WHAT IS EXPECTED
Emit the line that holds "of the pink" and all lines following it through the end of the data, verbatim, and nothing else.
***** SUPPLIED INFORMATION
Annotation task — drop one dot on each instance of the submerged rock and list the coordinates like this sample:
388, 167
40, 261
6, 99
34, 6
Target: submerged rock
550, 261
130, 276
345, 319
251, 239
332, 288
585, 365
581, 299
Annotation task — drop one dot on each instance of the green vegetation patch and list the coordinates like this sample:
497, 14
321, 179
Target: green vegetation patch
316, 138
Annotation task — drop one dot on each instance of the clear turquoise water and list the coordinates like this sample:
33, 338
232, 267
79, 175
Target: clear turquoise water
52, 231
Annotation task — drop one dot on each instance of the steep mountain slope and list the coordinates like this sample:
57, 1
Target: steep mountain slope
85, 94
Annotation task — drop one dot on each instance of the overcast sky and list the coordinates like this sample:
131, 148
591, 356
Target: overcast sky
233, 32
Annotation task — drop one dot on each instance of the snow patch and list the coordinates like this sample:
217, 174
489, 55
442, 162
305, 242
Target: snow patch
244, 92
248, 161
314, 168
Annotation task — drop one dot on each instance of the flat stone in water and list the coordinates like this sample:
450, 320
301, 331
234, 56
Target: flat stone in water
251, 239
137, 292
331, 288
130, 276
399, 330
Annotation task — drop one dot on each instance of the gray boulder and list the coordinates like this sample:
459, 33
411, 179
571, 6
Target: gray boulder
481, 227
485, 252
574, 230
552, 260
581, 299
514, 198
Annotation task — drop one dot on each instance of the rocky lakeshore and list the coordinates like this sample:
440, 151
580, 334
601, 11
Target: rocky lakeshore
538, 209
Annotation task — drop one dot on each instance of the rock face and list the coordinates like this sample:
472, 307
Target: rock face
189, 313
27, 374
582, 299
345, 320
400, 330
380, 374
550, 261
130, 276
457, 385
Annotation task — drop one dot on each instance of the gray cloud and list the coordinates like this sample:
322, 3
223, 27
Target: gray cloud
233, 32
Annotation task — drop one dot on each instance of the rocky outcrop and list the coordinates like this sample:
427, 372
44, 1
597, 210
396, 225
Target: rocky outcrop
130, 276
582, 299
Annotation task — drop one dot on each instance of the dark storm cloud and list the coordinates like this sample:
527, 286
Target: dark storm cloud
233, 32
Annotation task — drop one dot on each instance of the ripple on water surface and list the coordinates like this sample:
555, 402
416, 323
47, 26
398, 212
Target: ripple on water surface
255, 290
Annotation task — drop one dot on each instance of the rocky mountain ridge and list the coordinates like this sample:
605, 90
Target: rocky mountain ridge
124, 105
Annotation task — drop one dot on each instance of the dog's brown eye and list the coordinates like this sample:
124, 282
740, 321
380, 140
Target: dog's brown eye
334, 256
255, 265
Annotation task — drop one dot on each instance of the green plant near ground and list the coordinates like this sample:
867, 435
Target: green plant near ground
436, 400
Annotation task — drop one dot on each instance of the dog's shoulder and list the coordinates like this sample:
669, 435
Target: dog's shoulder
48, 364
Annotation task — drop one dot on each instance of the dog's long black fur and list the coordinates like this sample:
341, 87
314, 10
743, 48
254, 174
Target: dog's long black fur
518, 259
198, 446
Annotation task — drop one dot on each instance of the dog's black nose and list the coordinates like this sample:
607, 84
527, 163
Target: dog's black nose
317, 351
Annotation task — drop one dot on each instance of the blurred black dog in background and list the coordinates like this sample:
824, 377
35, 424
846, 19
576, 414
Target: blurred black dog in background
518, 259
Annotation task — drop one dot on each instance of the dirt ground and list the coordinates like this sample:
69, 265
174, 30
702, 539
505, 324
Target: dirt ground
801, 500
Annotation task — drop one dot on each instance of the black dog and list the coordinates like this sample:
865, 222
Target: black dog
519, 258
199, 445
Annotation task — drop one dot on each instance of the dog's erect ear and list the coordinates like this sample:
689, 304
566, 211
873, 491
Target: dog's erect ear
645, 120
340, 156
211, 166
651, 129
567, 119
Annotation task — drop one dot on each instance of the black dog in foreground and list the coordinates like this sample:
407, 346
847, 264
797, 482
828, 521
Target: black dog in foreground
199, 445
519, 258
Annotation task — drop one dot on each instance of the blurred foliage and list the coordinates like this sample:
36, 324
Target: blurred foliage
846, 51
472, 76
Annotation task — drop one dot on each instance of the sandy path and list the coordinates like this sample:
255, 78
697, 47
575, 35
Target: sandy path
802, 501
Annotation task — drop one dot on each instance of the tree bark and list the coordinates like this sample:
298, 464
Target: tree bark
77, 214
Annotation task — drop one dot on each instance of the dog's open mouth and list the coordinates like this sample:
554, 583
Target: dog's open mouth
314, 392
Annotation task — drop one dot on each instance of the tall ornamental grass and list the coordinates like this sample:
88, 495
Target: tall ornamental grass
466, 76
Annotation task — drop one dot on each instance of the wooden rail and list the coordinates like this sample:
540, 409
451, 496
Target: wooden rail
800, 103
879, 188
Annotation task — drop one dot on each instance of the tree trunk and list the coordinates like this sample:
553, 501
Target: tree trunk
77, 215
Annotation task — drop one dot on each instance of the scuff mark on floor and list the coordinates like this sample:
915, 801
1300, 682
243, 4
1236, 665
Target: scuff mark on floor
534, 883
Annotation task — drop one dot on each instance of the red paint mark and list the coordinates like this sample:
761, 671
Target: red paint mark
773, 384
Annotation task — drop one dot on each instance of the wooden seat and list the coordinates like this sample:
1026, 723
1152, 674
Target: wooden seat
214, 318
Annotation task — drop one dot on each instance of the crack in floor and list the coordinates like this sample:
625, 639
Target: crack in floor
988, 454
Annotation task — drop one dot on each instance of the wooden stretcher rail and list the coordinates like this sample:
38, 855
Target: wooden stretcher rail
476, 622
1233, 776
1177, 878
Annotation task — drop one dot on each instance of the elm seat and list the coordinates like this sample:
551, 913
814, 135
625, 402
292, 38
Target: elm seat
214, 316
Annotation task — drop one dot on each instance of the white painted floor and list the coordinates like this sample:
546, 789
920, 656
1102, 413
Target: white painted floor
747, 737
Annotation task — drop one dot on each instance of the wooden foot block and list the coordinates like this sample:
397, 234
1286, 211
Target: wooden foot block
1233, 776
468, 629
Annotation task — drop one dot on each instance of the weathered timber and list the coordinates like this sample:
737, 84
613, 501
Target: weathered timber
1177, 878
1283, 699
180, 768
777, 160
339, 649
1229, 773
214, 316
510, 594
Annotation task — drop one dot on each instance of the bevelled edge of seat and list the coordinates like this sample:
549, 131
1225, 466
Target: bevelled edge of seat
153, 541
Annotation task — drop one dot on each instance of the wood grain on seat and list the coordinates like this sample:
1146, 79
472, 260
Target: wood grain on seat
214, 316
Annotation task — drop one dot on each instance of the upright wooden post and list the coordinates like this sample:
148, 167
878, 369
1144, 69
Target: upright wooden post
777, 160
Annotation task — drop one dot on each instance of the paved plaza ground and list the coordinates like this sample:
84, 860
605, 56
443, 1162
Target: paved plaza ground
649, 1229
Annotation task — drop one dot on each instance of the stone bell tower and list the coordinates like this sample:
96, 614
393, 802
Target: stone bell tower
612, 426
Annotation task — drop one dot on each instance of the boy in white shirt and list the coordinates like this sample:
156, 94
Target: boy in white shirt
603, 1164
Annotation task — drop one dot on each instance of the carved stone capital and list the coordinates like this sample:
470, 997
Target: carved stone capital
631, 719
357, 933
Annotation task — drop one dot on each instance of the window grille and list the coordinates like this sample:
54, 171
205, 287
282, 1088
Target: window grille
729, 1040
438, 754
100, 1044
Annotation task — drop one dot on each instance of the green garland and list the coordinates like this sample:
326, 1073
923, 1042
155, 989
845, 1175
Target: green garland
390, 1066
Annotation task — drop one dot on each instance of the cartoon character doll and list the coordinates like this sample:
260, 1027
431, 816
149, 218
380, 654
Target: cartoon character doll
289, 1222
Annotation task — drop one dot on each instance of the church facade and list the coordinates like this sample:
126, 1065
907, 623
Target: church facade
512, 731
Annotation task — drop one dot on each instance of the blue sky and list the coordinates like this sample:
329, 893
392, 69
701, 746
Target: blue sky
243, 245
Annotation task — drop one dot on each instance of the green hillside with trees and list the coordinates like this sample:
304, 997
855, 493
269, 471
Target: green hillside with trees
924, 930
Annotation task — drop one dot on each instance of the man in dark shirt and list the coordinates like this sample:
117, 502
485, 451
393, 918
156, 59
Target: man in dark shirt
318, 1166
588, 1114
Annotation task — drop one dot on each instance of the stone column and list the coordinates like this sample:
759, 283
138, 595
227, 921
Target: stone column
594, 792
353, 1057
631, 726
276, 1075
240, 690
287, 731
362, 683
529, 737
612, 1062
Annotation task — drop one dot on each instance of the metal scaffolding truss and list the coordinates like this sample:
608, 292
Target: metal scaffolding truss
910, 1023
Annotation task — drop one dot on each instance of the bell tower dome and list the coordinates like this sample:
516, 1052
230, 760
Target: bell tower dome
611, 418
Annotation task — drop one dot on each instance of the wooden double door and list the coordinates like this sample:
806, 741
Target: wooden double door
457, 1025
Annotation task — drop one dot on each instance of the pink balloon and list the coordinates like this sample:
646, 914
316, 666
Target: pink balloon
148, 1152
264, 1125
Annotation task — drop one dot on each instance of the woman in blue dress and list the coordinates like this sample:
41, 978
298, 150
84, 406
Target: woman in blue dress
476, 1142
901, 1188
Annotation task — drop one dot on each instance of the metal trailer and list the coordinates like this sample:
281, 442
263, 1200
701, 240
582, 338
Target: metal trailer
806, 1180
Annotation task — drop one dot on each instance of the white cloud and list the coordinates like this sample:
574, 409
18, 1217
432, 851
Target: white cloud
**********
ANSWER TO THE TASK
Annotation task — drop one dot on each instance of the pink balloon and list the coordinates like this sample:
646, 914
316, 666
Target: pink balloon
148, 1152
264, 1125
Annotation task — drop one dot on each instance of the woman in blue dress and list the coordinates like this sample:
41, 978
298, 150
84, 406
Target: woman in blue dress
476, 1142
901, 1188
Annotation task — drop one dot on each instance of the metal trailer and list the coordinates like this sample:
281, 442
263, 1200
701, 240
582, 338
Target: metal trailer
806, 1180
Annotation task — drop one dot on each instance of the white cloud and list the coordinates like this sample:
574, 409
18, 1217
432, 851
Target: white cloud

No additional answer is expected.